Kutipan untuk dibaca:

------------------------------

Dalam masyarakat
kafir banyak slogan-slogan kebebasan didengungkan. Dalam masyarakat komunis
negaralah yang paling banyak melakukan kebebasan ini sekehendaknya. Sedangkan dalam
sistem demokrasi, selalu diagungkan kebebasan rakyat dan negara. Manusa menginginkan
lebih banyak kebebasan dalam ekonomi, politik
perilaku, perbuatan dan jiwa. Sehingga mereka menginginkan kehidupan
binatang dijadikan sebagai tujuan tertinggi mereka. Akibatnya mereka tidak
berpakaian seabgaimana binatang dan saling bersetubuh seperti binatang kawin
dengan betinanya. Aspirasi dan cita-citanya seratus persen bersifat
kebinatangan.
Masyarakat
islam sama sekali bertentangan dengan masyarakat kafir tersebut. Slogannya adalah
‘ubudiyah li Allah. Ikatan primadiahnya, baik dalam tingkat bangsa dan negara,
adalah islam. Ketenteraman dan ketenangan serta cita-cita pribadi dan
masyarakat muslim terletak pada penghambaan diri kepada Allah semata, dengan
menaati segala perintah-Nya dan menjauhi segala larangan-Nya, dalam bidang politik,
sosial, ekonomi dan moral.

------------------------------

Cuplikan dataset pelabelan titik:
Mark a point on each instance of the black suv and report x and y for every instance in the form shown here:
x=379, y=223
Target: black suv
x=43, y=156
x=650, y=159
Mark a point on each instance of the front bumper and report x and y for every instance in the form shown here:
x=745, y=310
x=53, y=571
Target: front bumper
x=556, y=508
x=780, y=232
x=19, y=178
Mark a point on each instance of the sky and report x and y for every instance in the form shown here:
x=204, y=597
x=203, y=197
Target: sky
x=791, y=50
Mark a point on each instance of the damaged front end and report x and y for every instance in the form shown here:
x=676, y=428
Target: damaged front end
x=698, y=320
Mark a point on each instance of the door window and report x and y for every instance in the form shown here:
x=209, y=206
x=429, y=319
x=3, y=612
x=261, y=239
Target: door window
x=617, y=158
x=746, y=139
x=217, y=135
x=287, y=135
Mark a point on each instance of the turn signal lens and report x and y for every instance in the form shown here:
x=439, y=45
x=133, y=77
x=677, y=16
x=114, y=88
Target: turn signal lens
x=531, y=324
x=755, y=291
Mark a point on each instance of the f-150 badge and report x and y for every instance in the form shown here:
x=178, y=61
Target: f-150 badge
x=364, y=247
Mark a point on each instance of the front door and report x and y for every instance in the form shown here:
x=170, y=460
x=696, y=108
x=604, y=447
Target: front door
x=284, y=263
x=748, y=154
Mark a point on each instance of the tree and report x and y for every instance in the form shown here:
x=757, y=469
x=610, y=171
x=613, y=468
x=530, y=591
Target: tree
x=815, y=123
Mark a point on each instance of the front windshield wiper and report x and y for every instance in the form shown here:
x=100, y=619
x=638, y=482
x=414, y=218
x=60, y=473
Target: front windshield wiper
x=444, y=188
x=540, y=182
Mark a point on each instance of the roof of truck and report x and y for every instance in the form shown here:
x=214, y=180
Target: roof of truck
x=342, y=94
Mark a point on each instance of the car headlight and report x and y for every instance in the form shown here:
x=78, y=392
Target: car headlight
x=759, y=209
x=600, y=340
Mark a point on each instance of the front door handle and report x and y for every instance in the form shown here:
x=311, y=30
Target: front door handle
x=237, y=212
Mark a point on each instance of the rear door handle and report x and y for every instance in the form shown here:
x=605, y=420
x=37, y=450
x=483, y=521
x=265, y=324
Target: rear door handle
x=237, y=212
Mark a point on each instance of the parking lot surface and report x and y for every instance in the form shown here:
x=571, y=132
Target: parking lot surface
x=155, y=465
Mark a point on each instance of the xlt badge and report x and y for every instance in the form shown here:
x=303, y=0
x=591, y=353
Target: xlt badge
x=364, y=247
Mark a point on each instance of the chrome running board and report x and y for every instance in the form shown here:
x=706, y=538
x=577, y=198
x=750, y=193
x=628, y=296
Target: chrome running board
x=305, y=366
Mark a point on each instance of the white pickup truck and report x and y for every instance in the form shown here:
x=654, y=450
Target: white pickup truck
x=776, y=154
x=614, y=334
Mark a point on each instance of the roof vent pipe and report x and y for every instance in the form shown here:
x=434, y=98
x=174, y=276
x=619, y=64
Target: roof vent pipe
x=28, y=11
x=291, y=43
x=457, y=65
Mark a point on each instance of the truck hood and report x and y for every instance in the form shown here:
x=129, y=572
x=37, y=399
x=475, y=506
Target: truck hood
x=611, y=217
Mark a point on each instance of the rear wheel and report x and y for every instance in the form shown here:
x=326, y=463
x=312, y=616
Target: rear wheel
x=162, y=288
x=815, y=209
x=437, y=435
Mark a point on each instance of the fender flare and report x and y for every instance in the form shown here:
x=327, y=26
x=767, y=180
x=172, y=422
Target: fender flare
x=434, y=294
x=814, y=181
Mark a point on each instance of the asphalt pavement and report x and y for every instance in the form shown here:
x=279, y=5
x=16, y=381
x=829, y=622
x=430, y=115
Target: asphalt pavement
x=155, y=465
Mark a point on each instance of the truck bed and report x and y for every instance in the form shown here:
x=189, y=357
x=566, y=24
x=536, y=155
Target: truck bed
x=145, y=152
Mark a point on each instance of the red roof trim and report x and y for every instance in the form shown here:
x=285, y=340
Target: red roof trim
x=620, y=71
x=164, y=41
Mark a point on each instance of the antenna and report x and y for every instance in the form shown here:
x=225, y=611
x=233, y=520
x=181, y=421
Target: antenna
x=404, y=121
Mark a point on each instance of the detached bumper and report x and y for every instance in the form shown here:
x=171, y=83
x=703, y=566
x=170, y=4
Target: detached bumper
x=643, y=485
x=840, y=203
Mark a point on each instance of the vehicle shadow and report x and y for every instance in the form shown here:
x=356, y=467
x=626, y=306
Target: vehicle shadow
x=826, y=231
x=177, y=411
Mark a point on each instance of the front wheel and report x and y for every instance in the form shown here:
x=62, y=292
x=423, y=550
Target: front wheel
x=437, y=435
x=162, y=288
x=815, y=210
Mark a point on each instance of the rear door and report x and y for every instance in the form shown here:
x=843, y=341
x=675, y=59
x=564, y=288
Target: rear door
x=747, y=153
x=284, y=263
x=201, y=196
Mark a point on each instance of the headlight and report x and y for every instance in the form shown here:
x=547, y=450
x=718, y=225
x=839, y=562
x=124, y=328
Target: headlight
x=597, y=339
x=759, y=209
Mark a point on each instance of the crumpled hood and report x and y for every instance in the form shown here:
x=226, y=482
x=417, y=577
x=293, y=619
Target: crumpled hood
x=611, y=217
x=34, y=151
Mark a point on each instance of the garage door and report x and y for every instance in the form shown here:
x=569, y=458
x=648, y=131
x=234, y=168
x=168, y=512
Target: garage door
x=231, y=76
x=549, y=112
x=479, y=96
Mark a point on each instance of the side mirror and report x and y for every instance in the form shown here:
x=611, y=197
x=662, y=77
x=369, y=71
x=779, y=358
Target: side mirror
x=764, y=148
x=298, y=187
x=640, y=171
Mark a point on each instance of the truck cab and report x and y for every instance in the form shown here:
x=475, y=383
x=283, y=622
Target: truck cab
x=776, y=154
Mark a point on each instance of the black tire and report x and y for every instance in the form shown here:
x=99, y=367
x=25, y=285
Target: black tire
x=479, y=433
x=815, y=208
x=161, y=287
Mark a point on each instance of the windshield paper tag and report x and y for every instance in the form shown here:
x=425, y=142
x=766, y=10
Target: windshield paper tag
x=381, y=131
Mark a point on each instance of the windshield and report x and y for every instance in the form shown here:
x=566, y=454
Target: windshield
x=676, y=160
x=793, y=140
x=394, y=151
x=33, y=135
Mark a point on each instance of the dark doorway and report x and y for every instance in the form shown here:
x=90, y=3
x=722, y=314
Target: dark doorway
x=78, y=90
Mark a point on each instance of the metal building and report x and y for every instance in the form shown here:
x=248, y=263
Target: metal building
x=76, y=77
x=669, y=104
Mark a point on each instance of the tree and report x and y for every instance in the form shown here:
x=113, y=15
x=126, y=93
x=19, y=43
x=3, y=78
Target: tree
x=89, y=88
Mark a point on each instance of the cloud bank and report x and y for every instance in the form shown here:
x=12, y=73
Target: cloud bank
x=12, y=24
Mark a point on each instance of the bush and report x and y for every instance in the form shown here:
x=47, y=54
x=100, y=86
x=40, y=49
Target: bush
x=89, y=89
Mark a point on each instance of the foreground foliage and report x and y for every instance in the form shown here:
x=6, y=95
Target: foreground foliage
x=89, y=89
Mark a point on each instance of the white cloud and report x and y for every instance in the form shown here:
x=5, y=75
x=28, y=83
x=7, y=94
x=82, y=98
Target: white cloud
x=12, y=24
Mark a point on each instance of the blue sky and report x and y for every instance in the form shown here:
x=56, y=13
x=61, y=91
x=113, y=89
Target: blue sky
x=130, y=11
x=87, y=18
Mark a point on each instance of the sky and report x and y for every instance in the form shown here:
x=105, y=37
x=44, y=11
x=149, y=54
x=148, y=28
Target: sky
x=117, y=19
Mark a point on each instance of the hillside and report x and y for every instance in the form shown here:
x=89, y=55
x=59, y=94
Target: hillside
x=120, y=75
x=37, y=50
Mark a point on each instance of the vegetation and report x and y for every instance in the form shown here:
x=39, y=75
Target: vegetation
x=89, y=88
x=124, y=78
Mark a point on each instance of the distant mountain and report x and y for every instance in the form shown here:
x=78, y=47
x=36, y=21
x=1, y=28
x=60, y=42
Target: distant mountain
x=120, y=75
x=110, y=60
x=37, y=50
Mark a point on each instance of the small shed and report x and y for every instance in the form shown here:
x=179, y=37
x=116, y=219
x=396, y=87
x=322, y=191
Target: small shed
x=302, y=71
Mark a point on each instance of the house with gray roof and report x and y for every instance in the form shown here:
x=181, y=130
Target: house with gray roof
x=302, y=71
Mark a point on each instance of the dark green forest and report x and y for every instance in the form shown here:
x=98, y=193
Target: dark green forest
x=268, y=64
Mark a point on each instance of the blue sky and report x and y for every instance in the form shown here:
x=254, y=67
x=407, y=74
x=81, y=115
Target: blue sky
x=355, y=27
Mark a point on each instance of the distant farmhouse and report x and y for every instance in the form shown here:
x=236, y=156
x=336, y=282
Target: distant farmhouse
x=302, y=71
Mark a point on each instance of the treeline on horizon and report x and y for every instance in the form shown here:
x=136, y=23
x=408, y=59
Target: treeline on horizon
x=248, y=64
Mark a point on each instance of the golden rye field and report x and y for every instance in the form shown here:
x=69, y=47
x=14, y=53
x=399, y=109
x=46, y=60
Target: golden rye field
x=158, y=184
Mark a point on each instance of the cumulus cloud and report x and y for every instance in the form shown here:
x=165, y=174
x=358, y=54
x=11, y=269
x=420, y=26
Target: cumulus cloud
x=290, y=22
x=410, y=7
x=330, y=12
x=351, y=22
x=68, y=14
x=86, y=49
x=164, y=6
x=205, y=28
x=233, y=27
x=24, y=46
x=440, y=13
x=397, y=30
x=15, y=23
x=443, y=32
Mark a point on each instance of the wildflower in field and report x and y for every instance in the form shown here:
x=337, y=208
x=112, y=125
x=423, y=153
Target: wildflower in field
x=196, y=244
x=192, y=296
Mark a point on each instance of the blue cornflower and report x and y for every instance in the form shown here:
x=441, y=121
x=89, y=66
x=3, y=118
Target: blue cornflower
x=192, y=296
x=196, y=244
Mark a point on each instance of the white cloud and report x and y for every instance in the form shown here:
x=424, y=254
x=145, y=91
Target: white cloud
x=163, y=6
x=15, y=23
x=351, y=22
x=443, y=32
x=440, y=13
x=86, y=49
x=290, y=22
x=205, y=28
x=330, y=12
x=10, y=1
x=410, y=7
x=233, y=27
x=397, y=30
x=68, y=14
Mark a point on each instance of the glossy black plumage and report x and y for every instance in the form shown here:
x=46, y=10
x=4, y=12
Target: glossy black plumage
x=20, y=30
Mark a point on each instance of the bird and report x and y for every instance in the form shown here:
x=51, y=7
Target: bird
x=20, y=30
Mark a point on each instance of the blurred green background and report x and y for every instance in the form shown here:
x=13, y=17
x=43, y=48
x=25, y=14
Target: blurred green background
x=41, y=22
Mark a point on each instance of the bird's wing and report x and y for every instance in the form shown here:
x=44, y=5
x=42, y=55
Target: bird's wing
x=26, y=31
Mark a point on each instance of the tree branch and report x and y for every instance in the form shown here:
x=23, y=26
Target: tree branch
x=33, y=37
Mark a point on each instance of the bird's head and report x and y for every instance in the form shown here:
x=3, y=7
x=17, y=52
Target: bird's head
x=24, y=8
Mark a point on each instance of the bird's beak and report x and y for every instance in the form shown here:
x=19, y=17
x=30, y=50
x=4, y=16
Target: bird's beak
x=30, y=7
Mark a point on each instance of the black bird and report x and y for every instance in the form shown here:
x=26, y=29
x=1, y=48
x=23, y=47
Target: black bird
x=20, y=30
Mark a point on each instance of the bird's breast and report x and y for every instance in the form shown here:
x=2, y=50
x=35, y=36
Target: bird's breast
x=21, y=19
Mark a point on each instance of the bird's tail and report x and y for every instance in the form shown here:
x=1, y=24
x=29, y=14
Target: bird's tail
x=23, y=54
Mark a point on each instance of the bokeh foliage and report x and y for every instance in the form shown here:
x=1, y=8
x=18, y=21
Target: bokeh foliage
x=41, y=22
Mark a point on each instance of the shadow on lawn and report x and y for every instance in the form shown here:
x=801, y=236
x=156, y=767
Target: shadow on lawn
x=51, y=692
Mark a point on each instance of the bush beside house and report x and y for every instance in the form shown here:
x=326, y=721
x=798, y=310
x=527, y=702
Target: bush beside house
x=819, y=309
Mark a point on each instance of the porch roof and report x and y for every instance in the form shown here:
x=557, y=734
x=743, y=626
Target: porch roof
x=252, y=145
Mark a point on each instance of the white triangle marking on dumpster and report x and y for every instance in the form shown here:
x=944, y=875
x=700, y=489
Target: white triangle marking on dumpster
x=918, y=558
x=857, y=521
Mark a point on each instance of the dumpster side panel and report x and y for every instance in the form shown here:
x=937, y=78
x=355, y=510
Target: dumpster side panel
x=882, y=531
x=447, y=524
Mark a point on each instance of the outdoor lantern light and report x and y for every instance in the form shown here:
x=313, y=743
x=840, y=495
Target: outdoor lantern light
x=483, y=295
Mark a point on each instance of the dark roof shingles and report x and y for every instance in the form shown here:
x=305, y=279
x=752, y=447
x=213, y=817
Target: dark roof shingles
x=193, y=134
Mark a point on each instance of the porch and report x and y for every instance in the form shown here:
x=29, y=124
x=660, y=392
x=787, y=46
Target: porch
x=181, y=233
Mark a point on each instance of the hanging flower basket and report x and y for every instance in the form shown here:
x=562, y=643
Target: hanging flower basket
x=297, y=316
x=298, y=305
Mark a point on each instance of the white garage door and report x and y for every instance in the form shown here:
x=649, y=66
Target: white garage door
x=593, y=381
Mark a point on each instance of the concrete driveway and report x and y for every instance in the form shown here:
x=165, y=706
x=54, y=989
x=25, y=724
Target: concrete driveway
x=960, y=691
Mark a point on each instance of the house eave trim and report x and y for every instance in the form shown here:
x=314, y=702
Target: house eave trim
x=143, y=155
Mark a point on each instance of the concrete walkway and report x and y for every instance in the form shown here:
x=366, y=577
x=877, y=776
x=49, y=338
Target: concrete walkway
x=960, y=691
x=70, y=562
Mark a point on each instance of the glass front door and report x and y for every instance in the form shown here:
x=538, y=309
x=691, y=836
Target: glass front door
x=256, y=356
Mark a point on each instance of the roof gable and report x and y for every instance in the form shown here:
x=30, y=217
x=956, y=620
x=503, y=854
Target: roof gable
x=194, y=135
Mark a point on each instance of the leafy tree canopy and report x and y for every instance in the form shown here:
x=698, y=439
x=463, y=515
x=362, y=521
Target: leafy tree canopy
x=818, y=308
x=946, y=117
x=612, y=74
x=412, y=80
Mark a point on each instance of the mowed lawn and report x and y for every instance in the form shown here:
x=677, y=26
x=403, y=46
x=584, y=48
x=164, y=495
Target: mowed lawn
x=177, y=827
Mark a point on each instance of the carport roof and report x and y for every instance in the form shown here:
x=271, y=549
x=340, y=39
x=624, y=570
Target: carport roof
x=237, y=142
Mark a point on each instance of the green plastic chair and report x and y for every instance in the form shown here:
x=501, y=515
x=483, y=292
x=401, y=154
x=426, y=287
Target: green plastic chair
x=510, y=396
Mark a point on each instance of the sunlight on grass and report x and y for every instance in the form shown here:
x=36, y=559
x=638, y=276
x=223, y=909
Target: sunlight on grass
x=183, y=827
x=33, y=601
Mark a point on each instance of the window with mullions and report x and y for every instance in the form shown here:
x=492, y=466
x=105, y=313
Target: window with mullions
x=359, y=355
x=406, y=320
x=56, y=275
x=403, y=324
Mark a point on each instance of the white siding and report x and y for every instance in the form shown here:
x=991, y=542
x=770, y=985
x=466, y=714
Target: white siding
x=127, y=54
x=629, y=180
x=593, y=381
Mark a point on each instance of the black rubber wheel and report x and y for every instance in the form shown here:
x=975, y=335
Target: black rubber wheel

------------------------------

Daftar tugas:
1) Tentukan apakah setiap pernyataan berikut sesuai dengan kutipan tentang masyarakat kafir dan masyarakat Islam. Jawab ya atau tidak, lalu kutip kata-kata penentu dari kutipan itu secara persis. (a) Dalam masyarakat komunis, negaralah yang paling banyak melakukan kebebasan sekehendaknya. (b) Slogan masyarakat Islam adalah kebebasan rakyat dan negara. (c) Cita-cita pribadi dan masyarakat muslim terletak pada penghambaan diri kepada Allah semata.
2) Salin ulang bagian data yang dimulai dengan baris berisi "Mark a point on each instance of the crumpled" dan berakhir dengan baris berisi "x=34, y=151", termasuk kedua baris tersebut.

Jawaban berikut:
1)
(a) Ya: "negaralah yang paling banyak melakukan kebebasan ini sekehendaknya"
(b) Tidak: "Slogannya adalah ‘ubudiyah li Allah."
(c) Ya: "terletak pada penghambaan diri kepada Allah semata"

2)
Mark a point on each instance of the crumpled hood and report x and y for every instance in the form shown here:
x=226, y=482
x=417, y=577
x=293, y=619
Target: crumpled hood
x=611, y=217
x=34, y=151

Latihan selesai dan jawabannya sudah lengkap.